» **Activity**: Copy out the material below word for word, from its beginning through the line containing "negative clicks: (449, 226)", and leave the pictures out.

--- Data shown ---

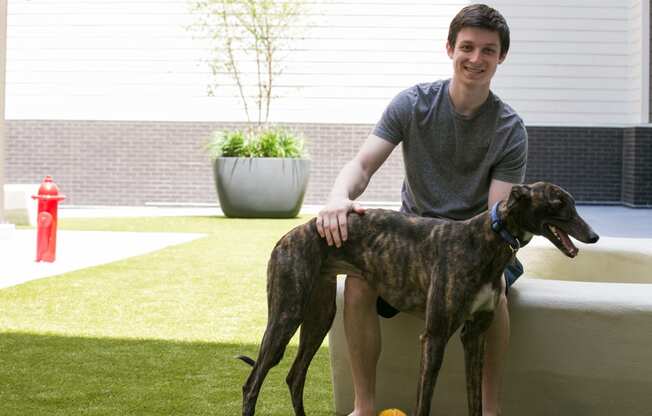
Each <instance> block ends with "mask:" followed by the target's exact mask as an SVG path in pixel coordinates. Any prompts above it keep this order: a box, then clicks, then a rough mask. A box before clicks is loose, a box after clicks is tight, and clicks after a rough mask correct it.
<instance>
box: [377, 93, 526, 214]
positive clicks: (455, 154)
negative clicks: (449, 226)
mask: <svg viewBox="0 0 652 416" xmlns="http://www.w3.org/2000/svg"><path fill="white" fill-rule="evenodd" d="M449 83H450V80H444V81H437V82H434V83H427V84H418V85H415V86H414V87H411V88H408V89H407V90H405V91H403V92H401V93H399V94H398V95H397V96H396V97H395V98H394V99H393V100H392V102H391V103H390V104H389V106H388V107H387V109H386V110H385V112H384V113H383V116H382V118H381V119H380V121H379V122H378V123H377V124H376V126H375V128H374V130H373V134H375V135H376V136H378V137H380V138H382V139H385V140H387V141H389V142H391V143H393V144H396V145H398V144H399V143H402V146H403V161H404V165H405V179H404V181H403V189H402V191H401V195H402V200H403V204H402V207H401V211H403V212H409V213H413V214H417V215H421V216H428V217H444V218H451V219H456V220H462V219H467V218H470V217H472V216H474V215H476V214H479V213H481V212H482V211H484V210H486V209H487V199H488V194H489V185H490V184H491V180H492V179H498V180H501V181H504V182H511V183H521V182H522V181H523V179H524V176H525V165H526V160H527V132H526V130H525V126H524V125H523V120H521V118H520V117H519V116H518V114H516V112H515V111H514V110H513V109H512V108H511V107H510V106H508V105H507V104H505V103H503V102H502V101H501V100H500V98H498V97H497V96H495V95H494V94H493V93H491V92H490V93H489V97H488V98H487V101H485V103H484V104H482V106H481V107H480V109H479V110H478V111H477V112H476V113H475V114H474V115H473V116H472V117H465V116H462V115H461V114H458V113H456V112H455V109H454V108H453V105H452V103H451V100H450V96H449V95H448V85H449Z"/></svg>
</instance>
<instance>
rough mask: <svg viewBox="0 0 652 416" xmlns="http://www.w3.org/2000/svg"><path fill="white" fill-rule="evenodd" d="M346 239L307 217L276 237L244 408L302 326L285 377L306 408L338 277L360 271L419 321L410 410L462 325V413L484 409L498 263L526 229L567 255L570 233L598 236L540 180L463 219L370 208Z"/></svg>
mask: <svg viewBox="0 0 652 416" xmlns="http://www.w3.org/2000/svg"><path fill="white" fill-rule="evenodd" d="M348 234H349V237H348V241H347V243H346V244H345V245H343V246H342V247H340V248H335V247H332V246H329V245H328V244H327V243H326V241H325V240H324V239H322V238H321V237H320V236H319V234H318V232H317V228H316V225H315V219H314V218H313V219H312V220H310V221H308V222H307V223H306V224H303V225H300V226H298V227H296V228H294V229H293V230H291V231H290V232H288V233H287V234H286V235H285V236H283V237H282V238H281V239H280V240H279V241H278V243H277V244H276V247H275V248H274V249H273V251H272V254H271V258H270V260H269V264H268V267H267V302H268V322H267V328H266V329H265V334H264V336H263V339H262V343H261V345H260V350H259V353H258V359H257V360H256V361H253V360H252V359H251V358H248V357H240V358H242V359H243V360H244V361H245V362H248V363H249V364H250V365H252V366H253V369H252V371H251V374H250V375H249V378H248V379H247V381H246V383H245V384H244V386H243V407H242V414H243V416H251V415H253V414H254V412H255V406H256V400H257V398H258V393H259V391H260V388H261V385H262V383H263V380H264V379H265V377H266V375H267V373H268V371H269V369H270V368H272V367H273V366H275V365H276V364H278V363H279V361H280V360H281V358H282V357H283V354H284V351H285V347H286V346H287V344H288V342H289V341H290V338H292V336H293V334H294V333H295V332H296V330H297V329H298V328H299V326H301V336H300V344H299V350H298V352H297V356H296V358H295V361H294V363H293V365H292V368H291V369H290V372H289V374H288V376H287V379H286V381H287V383H288V385H289V388H290V393H291V396H292V404H293V407H294V413H295V415H296V416H304V415H305V410H304V406H303V387H304V384H305V380H306V373H307V371H308V366H309V365H310V362H311V360H312V358H313V356H314V355H315V353H316V352H317V350H318V348H319V347H320V345H321V343H322V341H323V339H324V337H325V336H326V334H327V333H328V330H329V329H330V327H331V324H332V322H333V318H334V316H335V295H336V275H337V274H347V273H353V274H355V275H357V276H362V277H363V278H364V279H365V280H366V281H367V282H368V283H369V284H370V285H371V286H372V287H374V288H376V289H377V290H378V293H379V296H381V297H382V298H383V299H385V300H386V301H387V302H388V303H389V304H390V305H392V306H393V307H394V308H396V309H398V310H400V311H403V312H408V313H411V314H414V315H417V316H419V317H421V318H422V319H424V320H425V330H424V332H423V334H422V335H421V368H420V377H419V380H418V389H417V403H416V415H417V416H427V415H429V414H430V404H431V400H432V395H433V391H434V387H435V382H436V380H437V374H438V373H439V369H440V367H441V364H442V359H443V356H444V349H445V348H446V344H447V343H448V340H449V339H450V337H451V336H452V335H453V334H454V333H455V332H456V331H457V329H459V328H460V327H461V326H462V325H464V327H463V329H462V331H461V339H462V344H463V347H464V357H465V362H466V385H467V399H468V411H469V414H470V415H473V416H481V415H482V366H483V357H484V344H485V331H486V330H487V328H488V327H489V325H490V324H491V321H492V319H493V315H494V309H495V307H496V305H497V303H498V300H499V297H500V292H501V290H502V281H501V279H502V278H503V277H502V274H503V271H504V269H505V267H506V266H507V265H508V264H509V263H510V262H511V261H513V259H514V258H515V254H516V252H517V251H518V249H519V247H520V246H521V245H522V244H524V243H527V242H528V241H529V240H530V239H531V238H532V235H533V234H535V235H542V236H544V237H545V238H547V239H548V240H550V241H551V242H552V243H553V244H554V245H555V246H556V247H557V248H558V249H559V250H560V251H561V252H562V253H564V254H565V255H566V256H568V257H575V256H576V255H577V253H578V251H579V250H578V249H577V247H576V246H575V245H574V244H573V243H572V242H571V240H570V238H569V237H568V236H569V235H570V236H572V237H574V238H575V239H577V240H579V241H581V242H584V243H595V242H596V241H598V238H599V236H598V235H597V234H596V233H595V232H594V231H593V230H592V229H591V227H590V226H589V225H587V224H586V222H585V221H584V220H583V219H582V218H581V217H580V216H579V215H578V213H577V211H576V210H575V202H574V200H573V198H572V197H571V195H570V194H569V193H568V192H566V191H564V190H563V189H562V188H560V187H558V186H556V185H553V184H550V183H545V182H537V183H534V184H531V185H515V186H514V187H512V189H511V192H510V195H509V197H508V199H507V200H506V201H501V202H499V203H497V204H496V205H494V207H493V209H492V210H490V211H485V212H484V213H482V214H479V215H477V216H475V217H473V218H471V219H469V220H466V221H452V220H445V219H435V218H423V217H419V216H414V215H407V214H404V213H399V212H395V211H389V210H381V209H369V210H367V211H365V212H364V214H362V215H360V214H355V213H350V214H349V216H348Z"/></svg>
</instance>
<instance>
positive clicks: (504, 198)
mask: <svg viewBox="0 0 652 416" xmlns="http://www.w3.org/2000/svg"><path fill="white" fill-rule="evenodd" d="M512 186H514V184H513V183H510V182H503V181H499V180H498V179H492V180H491V184H490V185H489V197H488V200H487V206H488V208H489V209H491V207H493V206H494V204H495V203H496V202H498V201H502V200H503V199H505V200H507V198H509V193H510V191H511V190H512Z"/></svg>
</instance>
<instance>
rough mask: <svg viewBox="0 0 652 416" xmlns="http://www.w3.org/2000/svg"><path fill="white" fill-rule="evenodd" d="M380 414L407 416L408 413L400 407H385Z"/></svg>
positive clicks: (398, 415)
mask: <svg viewBox="0 0 652 416" xmlns="http://www.w3.org/2000/svg"><path fill="white" fill-rule="evenodd" d="M378 416H407V415H406V414H405V413H403V412H402V411H400V410H398V409H385V410H383V411H382V412H380V413H379V414H378Z"/></svg>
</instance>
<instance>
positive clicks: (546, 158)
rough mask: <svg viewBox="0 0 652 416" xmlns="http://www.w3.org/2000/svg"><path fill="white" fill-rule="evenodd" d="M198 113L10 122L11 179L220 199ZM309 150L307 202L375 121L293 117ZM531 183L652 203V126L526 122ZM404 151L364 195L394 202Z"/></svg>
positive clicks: (399, 174) (150, 197)
mask: <svg viewBox="0 0 652 416" xmlns="http://www.w3.org/2000/svg"><path fill="white" fill-rule="evenodd" d="M237 126H242V125H238V124H216V123H201V122H115V121H63V120H61V121H41V120H10V121H8V122H7V154H6V156H7V164H6V181H7V183H37V182H40V180H41V179H42V178H43V176H45V175H52V176H53V177H54V178H55V181H56V182H57V183H58V184H59V186H60V188H61V190H62V192H63V193H65V194H66V195H67V197H68V199H67V200H66V203H68V204H75V205H143V204H145V203H147V202H168V203H174V202H182V203H216V201H217V198H216V196H215V190H214V185H213V179H212V170H211V165H210V161H209V160H208V157H207V155H206V154H205V152H204V150H203V146H204V144H205V142H206V138H207V137H208V135H209V133H210V132H211V131H212V130H213V129H215V128H218V127H220V128H230V127H237ZM291 127H292V128H294V129H295V130H297V131H299V132H301V133H303V135H304V136H305V137H306V139H307V143H306V144H307V148H308V152H309V154H310V157H311V159H312V161H313V162H312V170H311V179H310V184H309V186H308V192H307V195H306V198H305V203H308V204H321V203H323V202H324V201H325V199H326V198H327V196H328V192H329V191H330V187H331V186H332V184H333V181H334V180H335V176H336V175H337V173H338V172H339V170H340V169H341V167H342V166H343V165H344V163H346V162H347V161H348V160H350V159H351V158H352V157H353V156H354V154H355V152H356V151H357V149H358V148H359V146H360V145H361V143H362V141H363V140H364V139H365V137H366V136H367V135H368V134H369V132H370V131H371V129H372V126H371V125H366V124H352V125H337V124H293V125H291ZM528 132H529V137H530V141H529V144H530V152H529V162H528V172H527V176H526V181H527V182H534V181H537V180H548V181H551V182H554V183H557V184H559V185H561V186H563V187H564V188H566V189H567V190H569V191H570V192H571V193H572V194H573V195H574V196H575V198H576V200H577V201H580V202H591V203H624V204H626V205H632V206H652V190H651V189H650V186H652V159H651V158H652V128H649V127H637V128H629V129H623V128H615V127H614V128H589V127H541V126H531V127H528ZM402 177H403V173H402V156H401V152H400V149H397V151H395V152H394V153H393V154H392V155H391V156H390V158H389V160H388V161H387V162H386V163H385V164H384V165H383V167H381V169H380V170H379V171H378V172H377V173H376V175H375V176H374V178H373V180H372V182H371V184H370V186H369V187H368V189H367V190H366V191H365V193H364V194H363V195H362V196H361V198H360V199H361V200H366V201H395V202H396V201H398V200H399V199H400V188H401V182H402Z"/></svg>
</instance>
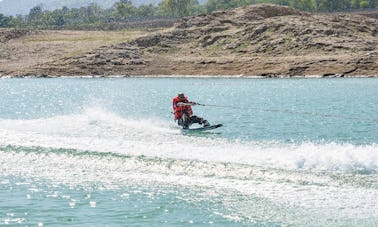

---

» **Written solution**:
Each <instance> block ends with "mask:" followed by the target's exact mask as an SVG path in pixel coordinates. Any prompts above it keep this order: a box, then clicks, then a rough mask. A box before clicks is loose, a box after clicks is tight, and clicks after a rough mask correct it.
<instance>
box: [377, 93, 526, 214]
positive clicks: (455, 154)
negative clicks: (449, 226)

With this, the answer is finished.